Work order:
Lift out all lines below that contain "every".

Top of Data to examine

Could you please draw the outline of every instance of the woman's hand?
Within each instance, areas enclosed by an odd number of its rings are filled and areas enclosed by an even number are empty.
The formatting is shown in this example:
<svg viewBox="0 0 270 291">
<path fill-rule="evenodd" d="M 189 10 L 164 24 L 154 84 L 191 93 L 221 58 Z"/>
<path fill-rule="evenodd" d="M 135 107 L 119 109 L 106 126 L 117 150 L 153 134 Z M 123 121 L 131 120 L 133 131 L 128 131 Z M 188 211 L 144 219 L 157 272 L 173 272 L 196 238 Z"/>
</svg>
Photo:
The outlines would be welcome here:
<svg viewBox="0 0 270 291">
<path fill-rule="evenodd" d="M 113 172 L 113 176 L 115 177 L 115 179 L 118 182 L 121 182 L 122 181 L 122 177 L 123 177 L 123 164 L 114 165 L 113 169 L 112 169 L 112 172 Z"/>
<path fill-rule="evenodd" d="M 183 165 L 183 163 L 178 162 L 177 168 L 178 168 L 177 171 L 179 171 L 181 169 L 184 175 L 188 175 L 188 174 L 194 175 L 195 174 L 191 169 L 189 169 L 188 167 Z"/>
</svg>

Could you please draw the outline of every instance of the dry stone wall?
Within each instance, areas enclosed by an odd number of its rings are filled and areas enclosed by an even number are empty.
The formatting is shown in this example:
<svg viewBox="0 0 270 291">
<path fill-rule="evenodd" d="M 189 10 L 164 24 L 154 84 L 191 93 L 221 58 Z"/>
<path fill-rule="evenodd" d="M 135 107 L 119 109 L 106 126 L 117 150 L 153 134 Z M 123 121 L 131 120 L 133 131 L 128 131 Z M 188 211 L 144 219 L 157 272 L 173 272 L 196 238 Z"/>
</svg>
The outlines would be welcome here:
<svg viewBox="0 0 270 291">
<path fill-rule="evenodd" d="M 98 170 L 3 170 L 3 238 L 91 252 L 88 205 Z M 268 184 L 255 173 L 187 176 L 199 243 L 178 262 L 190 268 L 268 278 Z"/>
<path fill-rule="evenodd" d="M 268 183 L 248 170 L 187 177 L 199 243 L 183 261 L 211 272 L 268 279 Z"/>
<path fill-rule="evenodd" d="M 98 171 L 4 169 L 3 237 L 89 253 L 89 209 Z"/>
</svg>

Bottom of Data to examine

Answer space:
Could you please draw the outline of every instance of the woman's hand?
Could you please draw the outline of every instance of the dry stone wall?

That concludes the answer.